25.5 Rules Check Header Contents
Recall that a header line declaration
looks like the following:
H?flags?name:field
Here, the H begins the line and tells
sendmail that a header definition follows. The
?flags?
expression causes sendmail to include the header
only if one of the flags is found in the
selected delivery agent's F=
equate. As you saw in the previous section, beginning with V8.10, a
macro name can replace the flags. The
name and a colon then follow.
Beginning with V8.10, sendmail allows the name
of a rule set to replace the field value.
That rule set declaration can come in two forms:
Hname: $> rule set
Hname: $>+ rule set don't strip comments
Both forms basically say the same thing: if
sendmail finds a header
name already in a message it is processing, it
passes the existing header field to the
rule set indicated. The + in the second form tells
sendmail to leave intact (not strip)
parenthesized RFC2822 comments from the passed
field:
text (comments)
The $> in the earlier declaration passes just
text to the rule set, while
$>+ passes the unstripped text with RFC2822
comments intact.
If the rule set specified is not a legal rule set name, or if it is
missing, the following error will be printed and logged:
cf file name: line number: invalid rule set name: "bad name"
If the named rule set does not exist in the configuration file, the
effect is the same as if it did exist and had returned a legal value.
Rule sets called to process headers can return two possible rejection
values, a $#error or a
$#discard. If a $#error is
returned, the entire message is rejected. If a
$#discard is returned, the message is accepted,
then silently discarded. If anything else is returned, the message
and that header are both allowed. To illustrate, consider the
following code which rejects spam messages that are addressed with a
To: header that contains unwanted usernames:
LOCAL_CONFIG
C{SpamUserNames} investor adult friend you ValuedCustomer Valued-Customer
HTo: $>ScreenTo
LOCAL_RULESETS
SScreenTo
R $* $={SpamUserNames} @ $* $#error $: "553 To: header rejected"
R $* $: OK
In the LOCAL_CONFIG part of your mc file, the
line beginning with C declares a class and assigns
values to that class. The class name is
{SpamUserNames} and the class contains as its
values six usernames that commonly appear as the user part of
addresses in the To: header.
The line beginning with H declares a
To: header and a rule set to handle that header.

• DATA EXTRACT:
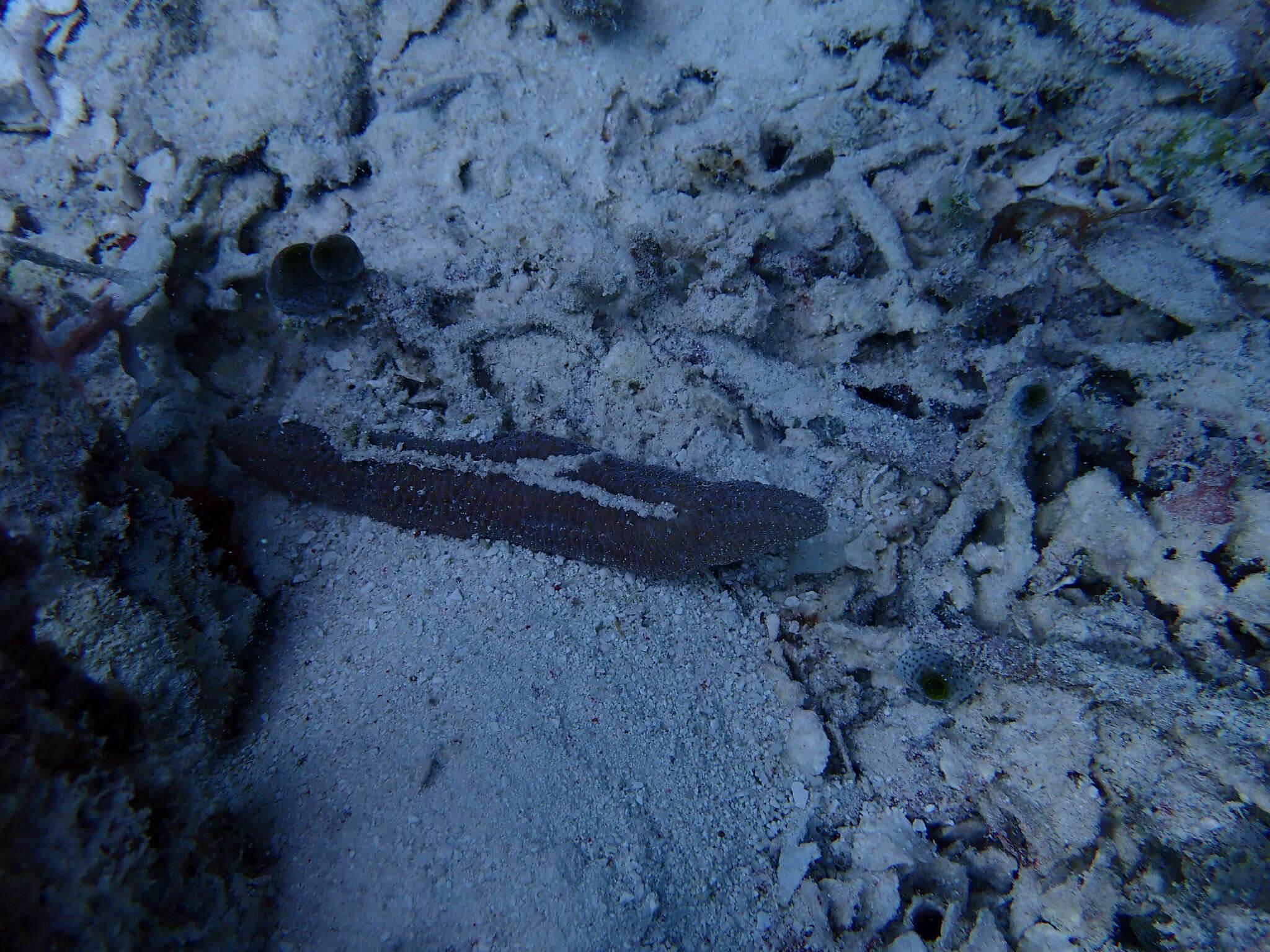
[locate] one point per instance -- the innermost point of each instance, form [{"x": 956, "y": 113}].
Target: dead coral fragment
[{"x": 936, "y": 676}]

• SHORT TASK A: Decide whether each of these statements agrees with the sendmail header section above: (i) the $>+ form sends the header field to the rule set with its RFC2822 comments left in; (ii) naming a rule set that does not exist in the configuration file causes an error to be printed and logged; (iii) a rule set that returns $#discard causes the message to be rejected. For each one, answer yes or no and quote the words from the section that decide it.
• SHORT TASK B: Write out the stretch of the sendmail header section from "If the rule" through "a legal value.", word for word.

• COMPLETE ANSWER A:
(i) Yes: "$>+ passes the unstripped text with RFC2822 comments intact."
(ii) No: "If the named rule set does not exist in the configuration file, the effect is the same as if it did exist and had returned a legal value."
(iii) No: "If a $#discard is returned, the message is accepted, then silently discarded."

• COMPLETE ANSWER B:
If the rule set specified is not a legal rule set name, or if it is
missing, the following error will be printed and logged:
cf file name: line number: invalid rule set name: "bad name"
If the named rule set does not exist in the configuration file, the
effect is the same as if it did exist and had returned a legal value.